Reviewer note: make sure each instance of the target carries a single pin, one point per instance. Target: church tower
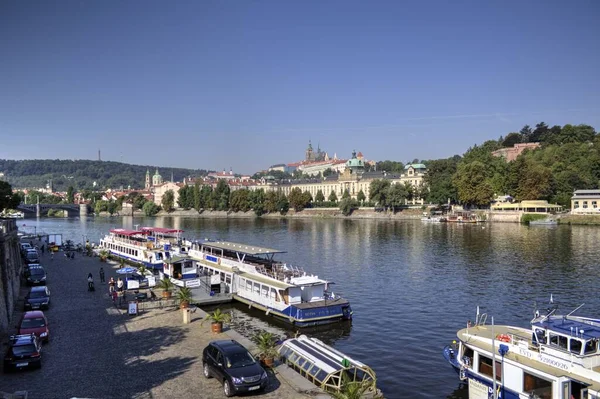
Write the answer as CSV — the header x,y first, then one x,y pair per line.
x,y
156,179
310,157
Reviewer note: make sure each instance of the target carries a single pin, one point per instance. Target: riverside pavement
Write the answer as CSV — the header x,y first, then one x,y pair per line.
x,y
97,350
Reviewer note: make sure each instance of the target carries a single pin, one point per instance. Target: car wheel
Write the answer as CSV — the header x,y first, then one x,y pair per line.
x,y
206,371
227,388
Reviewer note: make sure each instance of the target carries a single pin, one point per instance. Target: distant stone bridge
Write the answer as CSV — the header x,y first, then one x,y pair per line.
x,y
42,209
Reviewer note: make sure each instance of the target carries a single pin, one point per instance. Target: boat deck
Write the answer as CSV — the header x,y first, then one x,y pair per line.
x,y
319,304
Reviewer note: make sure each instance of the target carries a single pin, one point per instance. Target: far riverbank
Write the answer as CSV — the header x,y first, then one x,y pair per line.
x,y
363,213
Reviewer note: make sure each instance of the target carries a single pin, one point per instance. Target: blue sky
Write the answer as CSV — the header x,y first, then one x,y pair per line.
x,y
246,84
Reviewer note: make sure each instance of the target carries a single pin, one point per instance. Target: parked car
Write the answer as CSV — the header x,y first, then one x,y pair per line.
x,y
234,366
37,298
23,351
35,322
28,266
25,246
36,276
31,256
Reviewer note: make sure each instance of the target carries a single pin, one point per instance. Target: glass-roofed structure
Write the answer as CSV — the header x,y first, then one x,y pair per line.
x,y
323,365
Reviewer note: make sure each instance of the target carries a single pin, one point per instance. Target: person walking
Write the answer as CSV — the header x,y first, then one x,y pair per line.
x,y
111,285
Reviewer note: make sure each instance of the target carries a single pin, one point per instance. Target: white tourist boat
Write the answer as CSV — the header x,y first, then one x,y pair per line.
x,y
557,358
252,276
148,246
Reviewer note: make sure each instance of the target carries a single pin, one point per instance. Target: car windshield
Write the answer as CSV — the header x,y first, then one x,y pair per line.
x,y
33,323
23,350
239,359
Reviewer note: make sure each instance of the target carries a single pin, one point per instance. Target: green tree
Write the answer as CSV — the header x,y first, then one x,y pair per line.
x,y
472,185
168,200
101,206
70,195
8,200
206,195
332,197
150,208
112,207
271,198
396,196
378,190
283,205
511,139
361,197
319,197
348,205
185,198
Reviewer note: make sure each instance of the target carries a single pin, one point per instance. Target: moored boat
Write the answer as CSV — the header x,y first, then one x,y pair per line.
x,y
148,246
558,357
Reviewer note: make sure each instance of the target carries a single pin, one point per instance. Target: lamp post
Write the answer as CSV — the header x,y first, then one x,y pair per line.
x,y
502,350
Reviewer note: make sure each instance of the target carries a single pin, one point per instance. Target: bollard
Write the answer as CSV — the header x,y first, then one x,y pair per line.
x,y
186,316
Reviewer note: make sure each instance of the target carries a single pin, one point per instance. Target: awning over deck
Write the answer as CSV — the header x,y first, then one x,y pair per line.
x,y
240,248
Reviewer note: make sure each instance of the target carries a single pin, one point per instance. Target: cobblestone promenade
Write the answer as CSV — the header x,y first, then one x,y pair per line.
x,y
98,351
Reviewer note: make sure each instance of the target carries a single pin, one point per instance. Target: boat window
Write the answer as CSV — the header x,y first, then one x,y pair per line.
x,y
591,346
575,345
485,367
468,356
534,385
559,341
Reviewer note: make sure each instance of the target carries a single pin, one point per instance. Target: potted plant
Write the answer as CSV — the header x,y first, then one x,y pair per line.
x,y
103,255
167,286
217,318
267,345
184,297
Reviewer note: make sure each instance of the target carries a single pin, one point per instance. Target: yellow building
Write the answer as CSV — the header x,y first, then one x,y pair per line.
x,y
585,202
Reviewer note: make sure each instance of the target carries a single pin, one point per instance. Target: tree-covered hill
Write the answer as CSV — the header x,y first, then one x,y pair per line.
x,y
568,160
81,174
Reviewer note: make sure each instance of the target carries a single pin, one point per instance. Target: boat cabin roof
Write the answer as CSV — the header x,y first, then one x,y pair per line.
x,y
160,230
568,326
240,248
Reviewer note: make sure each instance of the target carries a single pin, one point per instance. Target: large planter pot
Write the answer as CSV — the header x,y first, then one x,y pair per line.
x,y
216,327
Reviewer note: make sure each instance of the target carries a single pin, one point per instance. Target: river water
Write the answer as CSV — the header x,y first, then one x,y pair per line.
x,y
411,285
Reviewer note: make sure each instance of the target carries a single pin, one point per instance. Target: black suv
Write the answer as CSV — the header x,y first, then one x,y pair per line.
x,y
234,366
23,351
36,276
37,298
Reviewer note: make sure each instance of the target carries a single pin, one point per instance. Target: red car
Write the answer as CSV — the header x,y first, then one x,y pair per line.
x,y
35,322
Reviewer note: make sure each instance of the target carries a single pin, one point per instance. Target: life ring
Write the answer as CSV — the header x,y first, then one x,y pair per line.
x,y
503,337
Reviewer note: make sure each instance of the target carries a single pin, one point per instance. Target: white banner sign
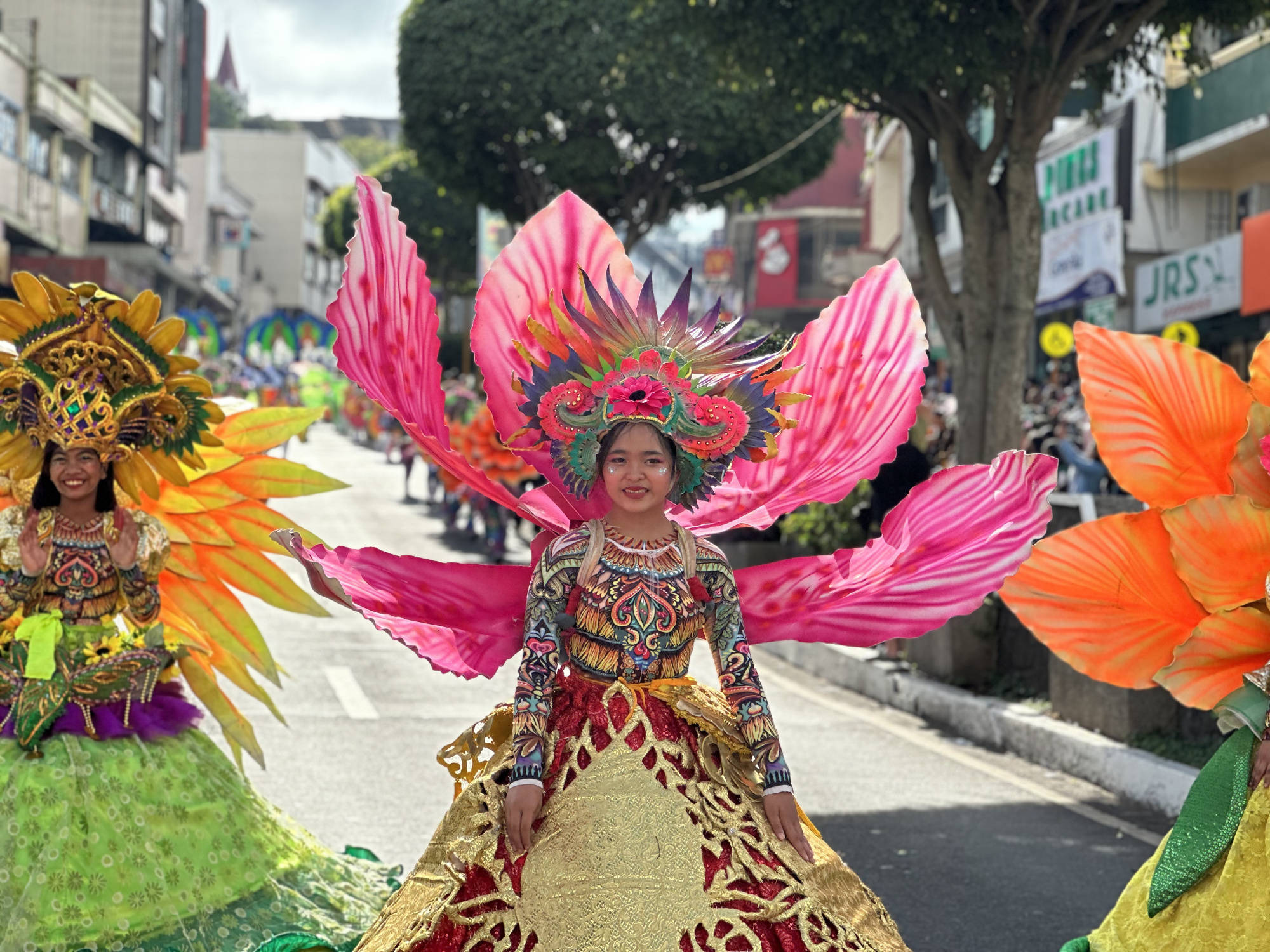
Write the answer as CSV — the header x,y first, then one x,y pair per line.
================
THE PROBLEM -
The answer must match the entries above line for line, with the pictures dropped.

RESULT -
Reviewer note: make sure each instance of the target carries a single pin, one point per instance. Target: church tower
Write the answer as CSV — the header x,y first, then one x,y pair per line.
x,y
156,179
310,157
Reviewer note: make sure each instance of the target carries a single pin, one point per instance. Target: riverside pavement
Write the answer as CSV — the header x,y first, then one x,y pair per line.
x,y
97,350
Reviewer note: make sure each instance of the target carries a single pin, one point per instance. Target: car wheel
Write the answer as CSV — the header x,y first, then one x,y pair per line.
x,y
206,371
227,388
Reviewer note: make sure each instance of the target carries a single pin, one point per instance. Target: distant stone bridge
Write the answer as CSV — the header x,y first, then one x,y pair per line.
x,y
42,209
Reviewer note: make sure each instance of the target carries a single pin, one point per instance. Target: boat deck
Write the answer as CSV — the header x,y first, then one x,y pair per line.
x,y
319,304
Reviewer note: make sure each instance of the target carries a single pin, one point per instance. Target: far riverbank
Write the answer as CSV — the header x,y first, then one x,y pair per line.
x,y
363,213
Reviewer note: make sure each instance of the target carries a single pin, one point per instance. Target: blue sky
Write the answer as CSV — the header x,y first, then one x,y pair per line.
x,y
246,84
Reviewer note: make sure each instance of the target carries a single pin, one point per instance. Target: parked car
Write the answer as CSV — the header x,y first, then one x,y pair per line.
x,y
234,366
37,298
23,351
35,322
28,266
25,246
36,276
31,256
Reviewer note: make sure each instance of the target carries a single pin, one point per instance. Target: glass-roofed structure
Write the answer as CSV — the header x,y first, then one x,y pair per line.
x,y
323,365
Reviewer note: make sure each instance of the target carries a single pin, one point per instance. Target: person walking
Write the answer as CSV — the header x,y first, then one x,y pair per line.
x,y
111,285
Reviewer note: make sure each instance of the target carries a single pin, one point per instance. Target: white tourist boat
Write the answer as CSV — the header x,y first, then one x,y pair per line.
x,y
557,358
252,276
148,246
Reviewer note: make sure each instance of the target carries a single pin, one point per instance. Target: car windshield
Write the answer as CSV — the header x,y first, then one x,y pair per line.
x,y
33,323
23,350
239,359
Reviewer note: make sure each instance of the target carries a single pin, one point per instance. Target: green tree
Write the answer as CSV — the header x,y first, then one x,y pair per line.
x,y
472,185
168,200
101,206
70,195
8,200
206,195
332,197
150,208
112,207
271,198
396,196
378,190
283,205
511,139
361,197
319,197
348,205
185,198
Reviewer note: make sure each instance of the target carries a single pin, one point per instance. Target: moored boat
Write the answer as CSV — the header x,y first, then one x,y pair per line.
x,y
148,246
558,357
Reviewer note: make sure each instance of the target carries a single pin, one point per instance. Target: lamp post
Write the answer as CSV — the header x,y first, then one x,y pair per line.
x,y
502,350
Reviewer note: make sure each instance of the target carries a single pin, one point per instance. Target: bollard
Write the answer as CSV — the header x,y first, then one x,y pair per line.
x,y
186,316
Reviewer note: make sure each instance of the target carries a single pin, one point per instance. Target: awning over deck
Write the answer as CSV — the header x,y first, then one x,y pair per line.
x,y
240,248
Reviewer note: make sure each instance of the target carries a single pin, one point per instance. Target: cobblestone promenade
Write the answer as CSV — the header x,y first, then one x,y pair per line.
x,y
98,351
Reviewer note: make sure each instance of the target carries a single pin, one point per instance. Target: boat window
Write the answer as CSV — the header x,y first, then one x,y pair per line.
x,y
591,346
575,345
485,367
468,356
534,385
559,341
Reviewer note: make sure each instance of the target carries a single pin, one point per instance. Target: potted plant
Write the answer as CSV — the header x,y first, then one x,y pair per line.
x,y
103,255
167,286
217,318
267,345
184,297
Reviewer note: make sure each instance of the target carries a single pin, one point per instance. Target: yellow building
Write the answer as CSV — the header x,y first, then one x,y pair per line.
x,y
585,202
Reviewer note: make sure each instance of the target carries a single pin, one point per instance. Target: tree-covered hill
Write the answer as CSV — the header x,y first, then one x,y pair per line.
x,y
568,160
81,174
Reviewer note: make sure each instance of the target carries a single pin, one point per instance. Target: boat cabin roof
Write the answer as CSV — the header x,y first, then one x,y pair per line.
x,y
160,230
568,326
240,248
Reviewer note: make sure each instance of the target carries a single pin, one point per instance. Target: large planter pot
Write the answer as CSV — the header x,y first, then one x,y pair per line.
x,y
216,327
Reviewer note: make sure each instance of the target carries a single pin, one point per instance. Target: river water
Write the answer as CSV — the header x,y first, then one x,y pair per line.
x,y
411,285
Reviewer note: make sure each instance of the target carries a single pin, one point per instance. Target: black suv
Write the answer as CSV — the header x,y first, then one x,y pair per line.
x,y
234,366
23,351
36,276
37,298
Reviewer note: make sure each instance of the target carries a single pin, one point per instance. Target: red car
Write the answer as CSV — the header x,y first, then one x,y pair per line.
x,y
35,322
Reviewer note: make sure each instance of the target carries a single pin, one point per instance. Target: life ring
Write the answer as CSV — the header x,y first, then one x,y pair per line.
x,y
503,337
Reviewer note: make sure each instance of the target carries a single pin, one point per instance. Target: white banner sign
Write the answer as CSV — the header x,y first, then one x,y pair per line.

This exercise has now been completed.